◆ **Work required**: Output the line that contains "Locate every instance of the mascot paw" and every line after it to the end of the entries, with nothing added or left out.

§ §

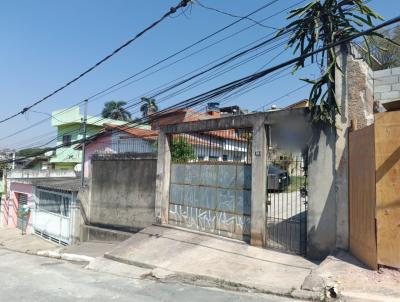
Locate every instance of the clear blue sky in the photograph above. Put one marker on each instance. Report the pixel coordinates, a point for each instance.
(45, 43)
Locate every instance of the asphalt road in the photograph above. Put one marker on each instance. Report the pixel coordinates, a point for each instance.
(31, 278)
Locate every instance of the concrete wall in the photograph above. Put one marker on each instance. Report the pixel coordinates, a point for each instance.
(321, 143)
(354, 86)
(387, 85)
(26, 173)
(322, 207)
(122, 191)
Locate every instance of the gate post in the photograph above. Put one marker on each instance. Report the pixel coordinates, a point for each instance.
(258, 183)
(162, 178)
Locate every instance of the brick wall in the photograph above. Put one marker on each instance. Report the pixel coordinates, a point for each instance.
(387, 85)
(360, 101)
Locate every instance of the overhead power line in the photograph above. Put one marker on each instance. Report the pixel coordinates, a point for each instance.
(233, 15)
(239, 53)
(182, 4)
(101, 93)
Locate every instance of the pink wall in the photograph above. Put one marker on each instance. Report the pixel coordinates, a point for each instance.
(10, 207)
(99, 144)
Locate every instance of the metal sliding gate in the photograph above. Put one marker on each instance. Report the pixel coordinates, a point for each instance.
(210, 189)
(286, 221)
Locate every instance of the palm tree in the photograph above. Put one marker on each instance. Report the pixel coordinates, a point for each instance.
(149, 106)
(116, 111)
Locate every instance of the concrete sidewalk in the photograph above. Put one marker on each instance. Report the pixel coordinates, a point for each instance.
(176, 253)
(353, 281)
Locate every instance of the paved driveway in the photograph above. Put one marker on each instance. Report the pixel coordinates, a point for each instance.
(30, 278)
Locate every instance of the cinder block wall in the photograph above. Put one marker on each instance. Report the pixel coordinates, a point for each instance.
(387, 85)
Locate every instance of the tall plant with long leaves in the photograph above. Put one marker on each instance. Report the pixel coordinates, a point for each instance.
(320, 23)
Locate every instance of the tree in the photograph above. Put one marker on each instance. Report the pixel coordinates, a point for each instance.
(320, 23)
(115, 110)
(149, 106)
(386, 53)
(181, 150)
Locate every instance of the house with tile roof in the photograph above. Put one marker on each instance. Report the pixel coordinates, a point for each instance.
(69, 129)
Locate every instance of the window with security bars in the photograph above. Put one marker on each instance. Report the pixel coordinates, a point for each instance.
(54, 203)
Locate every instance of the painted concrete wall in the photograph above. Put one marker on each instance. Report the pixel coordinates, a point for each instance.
(322, 210)
(92, 148)
(122, 191)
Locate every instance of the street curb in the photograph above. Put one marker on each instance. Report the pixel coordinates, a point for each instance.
(164, 275)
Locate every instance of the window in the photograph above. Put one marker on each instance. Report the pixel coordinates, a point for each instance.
(237, 158)
(54, 203)
(67, 140)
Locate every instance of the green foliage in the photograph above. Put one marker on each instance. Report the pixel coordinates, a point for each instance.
(31, 152)
(115, 110)
(182, 151)
(320, 23)
(149, 106)
(386, 53)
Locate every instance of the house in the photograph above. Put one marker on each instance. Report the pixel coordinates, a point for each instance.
(41, 202)
(69, 129)
(182, 115)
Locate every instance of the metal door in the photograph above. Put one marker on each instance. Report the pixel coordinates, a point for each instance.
(286, 223)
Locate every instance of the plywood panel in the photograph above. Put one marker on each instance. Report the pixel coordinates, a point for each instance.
(362, 204)
(387, 157)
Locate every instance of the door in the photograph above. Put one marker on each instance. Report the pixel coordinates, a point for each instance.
(286, 205)
(22, 219)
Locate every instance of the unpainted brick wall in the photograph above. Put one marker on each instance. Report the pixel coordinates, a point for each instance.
(360, 87)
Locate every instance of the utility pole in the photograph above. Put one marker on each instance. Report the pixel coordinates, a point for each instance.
(84, 143)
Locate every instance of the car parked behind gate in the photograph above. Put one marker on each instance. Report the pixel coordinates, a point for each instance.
(277, 179)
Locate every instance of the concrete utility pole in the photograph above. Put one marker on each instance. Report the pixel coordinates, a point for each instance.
(13, 164)
(84, 143)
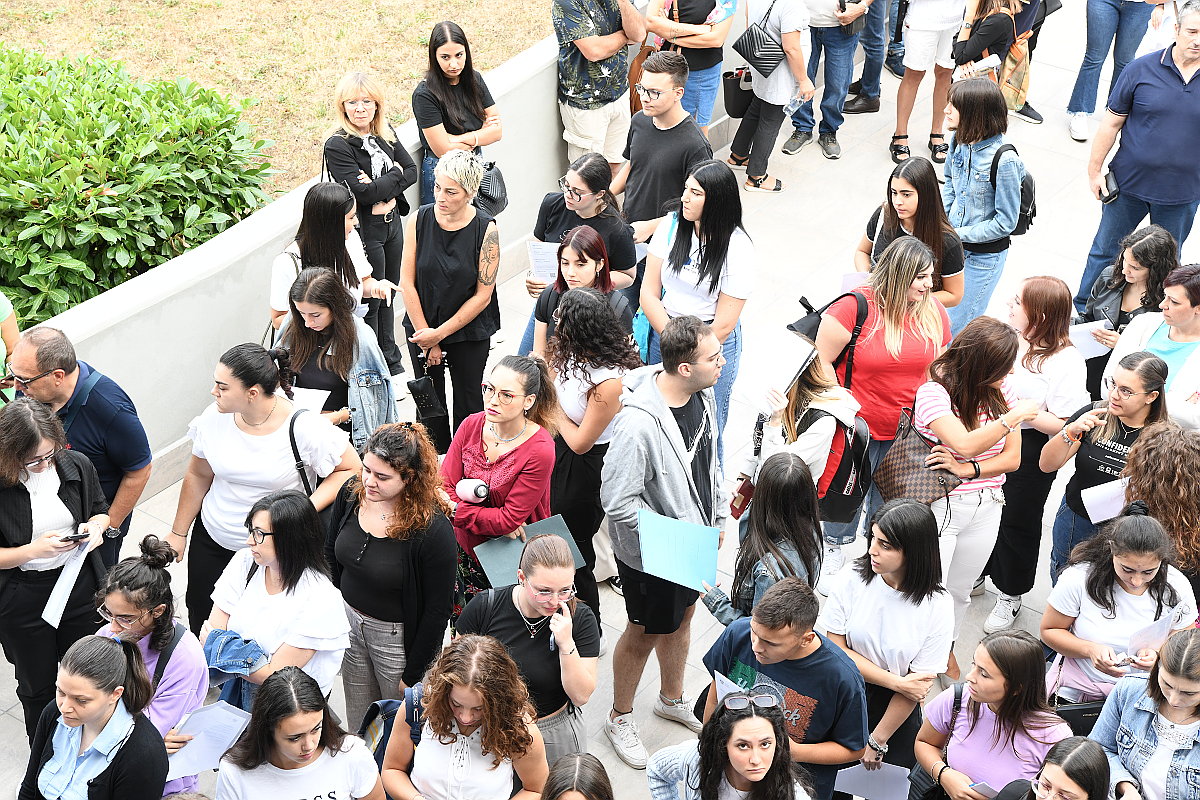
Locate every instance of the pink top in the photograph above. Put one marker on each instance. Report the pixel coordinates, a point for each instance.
(519, 483)
(933, 403)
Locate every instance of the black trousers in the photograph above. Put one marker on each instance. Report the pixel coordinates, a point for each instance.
(575, 493)
(1014, 558)
(384, 244)
(467, 361)
(756, 134)
(205, 561)
(33, 647)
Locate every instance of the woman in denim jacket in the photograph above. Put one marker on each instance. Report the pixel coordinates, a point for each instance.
(983, 215)
(335, 352)
(1150, 727)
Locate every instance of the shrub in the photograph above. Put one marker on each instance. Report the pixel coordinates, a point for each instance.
(103, 176)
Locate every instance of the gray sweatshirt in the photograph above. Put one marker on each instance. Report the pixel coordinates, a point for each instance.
(646, 467)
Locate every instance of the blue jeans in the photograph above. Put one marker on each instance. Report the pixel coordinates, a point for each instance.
(981, 272)
(839, 71)
(1069, 529)
(844, 533)
(1123, 19)
(1117, 221)
(700, 94)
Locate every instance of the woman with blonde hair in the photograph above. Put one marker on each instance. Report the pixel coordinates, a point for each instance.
(905, 328)
(364, 154)
(478, 731)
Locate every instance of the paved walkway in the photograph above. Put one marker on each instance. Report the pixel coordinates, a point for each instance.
(804, 239)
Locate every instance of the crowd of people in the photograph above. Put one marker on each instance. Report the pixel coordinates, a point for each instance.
(325, 539)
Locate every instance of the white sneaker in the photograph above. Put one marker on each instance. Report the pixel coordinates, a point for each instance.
(831, 565)
(678, 711)
(1079, 126)
(627, 741)
(1003, 614)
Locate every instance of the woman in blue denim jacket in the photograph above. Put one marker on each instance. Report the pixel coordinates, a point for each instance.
(983, 215)
(335, 352)
(1150, 727)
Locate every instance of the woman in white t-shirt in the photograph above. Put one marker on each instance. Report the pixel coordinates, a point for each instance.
(277, 591)
(293, 747)
(1114, 606)
(969, 408)
(588, 355)
(701, 264)
(243, 447)
(897, 629)
(1050, 372)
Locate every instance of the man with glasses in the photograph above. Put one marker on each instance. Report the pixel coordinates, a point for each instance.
(661, 457)
(99, 417)
(777, 651)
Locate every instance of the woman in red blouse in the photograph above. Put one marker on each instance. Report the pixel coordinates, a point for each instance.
(509, 446)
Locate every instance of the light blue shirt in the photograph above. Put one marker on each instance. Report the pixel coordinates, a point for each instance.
(66, 775)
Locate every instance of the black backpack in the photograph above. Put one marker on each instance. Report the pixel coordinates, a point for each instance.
(1029, 193)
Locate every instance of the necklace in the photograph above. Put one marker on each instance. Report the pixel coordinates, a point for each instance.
(257, 425)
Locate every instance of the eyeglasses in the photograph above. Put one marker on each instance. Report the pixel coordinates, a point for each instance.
(738, 702)
(505, 397)
(1125, 391)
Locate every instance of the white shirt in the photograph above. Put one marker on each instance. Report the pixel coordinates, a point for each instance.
(311, 617)
(1133, 613)
(683, 292)
(573, 394)
(888, 630)
(245, 467)
(346, 775)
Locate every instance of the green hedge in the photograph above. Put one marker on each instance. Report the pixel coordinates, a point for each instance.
(103, 176)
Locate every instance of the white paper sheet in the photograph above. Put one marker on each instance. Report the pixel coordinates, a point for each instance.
(889, 782)
(1081, 337)
(216, 728)
(1105, 500)
(58, 602)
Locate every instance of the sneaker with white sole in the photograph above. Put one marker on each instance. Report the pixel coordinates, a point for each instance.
(677, 711)
(1003, 614)
(625, 739)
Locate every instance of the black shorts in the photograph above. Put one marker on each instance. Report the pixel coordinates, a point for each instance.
(655, 603)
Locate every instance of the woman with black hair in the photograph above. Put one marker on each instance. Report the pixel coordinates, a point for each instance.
(701, 264)
(335, 353)
(245, 445)
(93, 741)
(365, 156)
(139, 606)
(277, 591)
(588, 356)
(293, 747)
(897, 629)
(783, 537)
(1127, 289)
(742, 751)
(1114, 606)
(453, 106)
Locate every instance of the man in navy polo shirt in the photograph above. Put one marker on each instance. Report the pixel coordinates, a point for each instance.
(1156, 108)
(100, 420)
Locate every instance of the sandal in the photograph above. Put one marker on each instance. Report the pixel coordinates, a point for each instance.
(756, 185)
(937, 151)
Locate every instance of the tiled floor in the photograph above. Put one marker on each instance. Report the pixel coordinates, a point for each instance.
(804, 239)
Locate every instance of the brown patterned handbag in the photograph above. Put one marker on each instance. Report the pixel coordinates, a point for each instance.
(903, 471)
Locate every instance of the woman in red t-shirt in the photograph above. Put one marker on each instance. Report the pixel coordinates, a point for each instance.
(906, 328)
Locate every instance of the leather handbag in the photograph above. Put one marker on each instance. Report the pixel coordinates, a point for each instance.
(903, 473)
(761, 50)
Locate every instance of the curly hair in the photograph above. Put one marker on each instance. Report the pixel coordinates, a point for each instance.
(407, 449)
(484, 665)
(1171, 494)
(588, 336)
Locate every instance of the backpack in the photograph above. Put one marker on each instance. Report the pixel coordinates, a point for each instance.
(1029, 193)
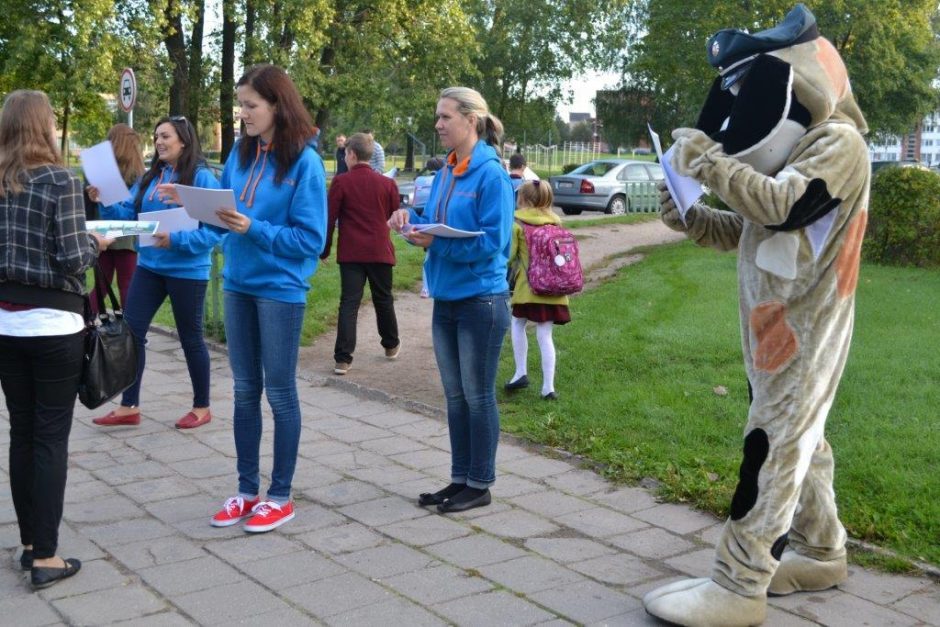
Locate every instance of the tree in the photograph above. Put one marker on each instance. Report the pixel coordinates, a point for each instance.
(530, 47)
(59, 47)
(889, 47)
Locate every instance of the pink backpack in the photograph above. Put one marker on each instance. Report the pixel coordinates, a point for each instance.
(554, 267)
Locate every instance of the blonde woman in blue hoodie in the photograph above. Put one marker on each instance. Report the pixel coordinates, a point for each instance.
(467, 279)
(275, 237)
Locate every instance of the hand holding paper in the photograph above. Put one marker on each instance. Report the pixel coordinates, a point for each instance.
(683, 189)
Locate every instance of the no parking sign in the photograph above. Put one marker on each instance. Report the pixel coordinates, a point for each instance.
(128, 93)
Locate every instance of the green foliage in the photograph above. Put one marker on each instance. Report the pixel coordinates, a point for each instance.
(904, 218)
(890, 49)
(639, 367)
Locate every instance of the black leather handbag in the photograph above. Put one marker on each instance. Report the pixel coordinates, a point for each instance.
(110, 364)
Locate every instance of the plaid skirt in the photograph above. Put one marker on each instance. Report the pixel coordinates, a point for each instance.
(540, 312)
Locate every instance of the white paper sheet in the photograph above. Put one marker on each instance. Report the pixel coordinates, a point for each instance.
(201, 203)
(683, 189)
(101, 170)
(171, 221)
(121, 228)
(442, 230)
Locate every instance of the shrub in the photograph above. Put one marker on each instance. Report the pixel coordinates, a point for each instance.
(904, 218)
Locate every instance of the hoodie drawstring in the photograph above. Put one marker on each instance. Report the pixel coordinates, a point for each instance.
(250, 187)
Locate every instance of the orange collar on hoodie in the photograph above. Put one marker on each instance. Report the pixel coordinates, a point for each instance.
(250, 187)
(172, 169)
(461, 167)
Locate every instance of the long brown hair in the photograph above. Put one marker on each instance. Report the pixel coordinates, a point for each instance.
(126, 145)
(191, 159)
(27, 137)
(293, 127)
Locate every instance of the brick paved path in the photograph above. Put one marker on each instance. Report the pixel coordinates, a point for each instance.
(558, 546)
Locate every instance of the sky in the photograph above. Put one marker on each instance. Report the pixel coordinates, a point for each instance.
(583, 92)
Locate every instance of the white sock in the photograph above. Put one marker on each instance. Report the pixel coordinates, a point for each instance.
(543, 333)
(520, 347)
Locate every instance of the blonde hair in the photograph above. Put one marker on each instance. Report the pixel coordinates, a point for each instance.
(126, 144)
(469, 101)
(27, 137)
(535, 194)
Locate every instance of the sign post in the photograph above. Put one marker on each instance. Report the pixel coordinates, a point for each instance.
(128, 94)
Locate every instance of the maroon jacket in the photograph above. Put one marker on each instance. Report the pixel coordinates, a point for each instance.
(362, 201)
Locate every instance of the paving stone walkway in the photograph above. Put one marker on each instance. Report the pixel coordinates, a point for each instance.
(558, 546)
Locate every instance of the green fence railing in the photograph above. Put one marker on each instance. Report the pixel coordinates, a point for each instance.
(642, 196)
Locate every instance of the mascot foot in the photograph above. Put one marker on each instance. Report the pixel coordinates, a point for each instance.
(798, 573)
(703, 603)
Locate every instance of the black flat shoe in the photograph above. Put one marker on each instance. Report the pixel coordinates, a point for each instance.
(45, 576)
(436, 498)
(26, 559)
(450, 505)
(518, 384)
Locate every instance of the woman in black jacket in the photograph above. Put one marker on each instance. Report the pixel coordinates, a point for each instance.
(46, 250)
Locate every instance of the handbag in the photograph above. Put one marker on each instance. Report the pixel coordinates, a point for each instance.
(110, 362)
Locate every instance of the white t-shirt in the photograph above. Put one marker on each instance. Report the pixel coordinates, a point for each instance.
(39, 322)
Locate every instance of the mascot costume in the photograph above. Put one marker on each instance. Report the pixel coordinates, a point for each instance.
(779, 140)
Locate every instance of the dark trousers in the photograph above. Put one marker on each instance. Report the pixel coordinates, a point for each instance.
(187, 297)
(40, 377)
(353, 278)
(120, 262)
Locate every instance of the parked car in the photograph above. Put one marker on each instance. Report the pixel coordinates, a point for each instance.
(608, 185)
(414, 194)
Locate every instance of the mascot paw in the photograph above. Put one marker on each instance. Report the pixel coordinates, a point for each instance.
(691, 151)
(668, 212)
(703, 603)
(798, 573)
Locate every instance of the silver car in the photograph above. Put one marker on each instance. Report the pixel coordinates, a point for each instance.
(613, 186)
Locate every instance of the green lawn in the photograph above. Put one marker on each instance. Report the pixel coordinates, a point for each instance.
(639, 364)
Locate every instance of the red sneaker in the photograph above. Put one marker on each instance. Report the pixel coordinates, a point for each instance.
(113, 420)
(233, 511)
(191, 420)
(269, 515)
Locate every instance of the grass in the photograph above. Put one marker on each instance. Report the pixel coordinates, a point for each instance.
(639, 366)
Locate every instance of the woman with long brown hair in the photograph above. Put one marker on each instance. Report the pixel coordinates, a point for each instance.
(42, 282)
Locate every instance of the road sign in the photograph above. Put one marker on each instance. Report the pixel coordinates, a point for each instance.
(128, 93)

§ §

◆ **Completed exercise**:
Locate every instance of the mascot paw in the photograph above. Put one marker on each instance. Report the pixel coordinates, a point for each instance.
(691, 151)
(668, 212)
(703, 603)
(798, 573)
Locate every instance of the silver car in the photograph above. Put one marker on each instance. Report the pixel coordinates, a point for each instance.
(613, 186)
Locate every instance of the green lawn in the photograph above. Put one marker on each instance. Report the pixel coordinates, a point for each instance.
(639, 364)
Locate every instance of the red sneaker in the photograph above. Put one marker on each instance. Report the pixel coordinates, a point for each instance.
(113, 420)
(233, 511)
(191, 420)
(269, 515)
Locate every instance of the grass in the photograph above. Put one marker on each instance. Report the pixel coordinates, a point for each instance.
(639, 366)
Locate every instance of the woman with long brown hair in the photograph above. Put one marker on each instance. Report the pixel coordinates, a point for each instance.
(42, 282)
Locate every instance of the road sign in the photograph above. Put one marker on each instance. Report the pixel coordinates, a point for each instance.
(128, 93)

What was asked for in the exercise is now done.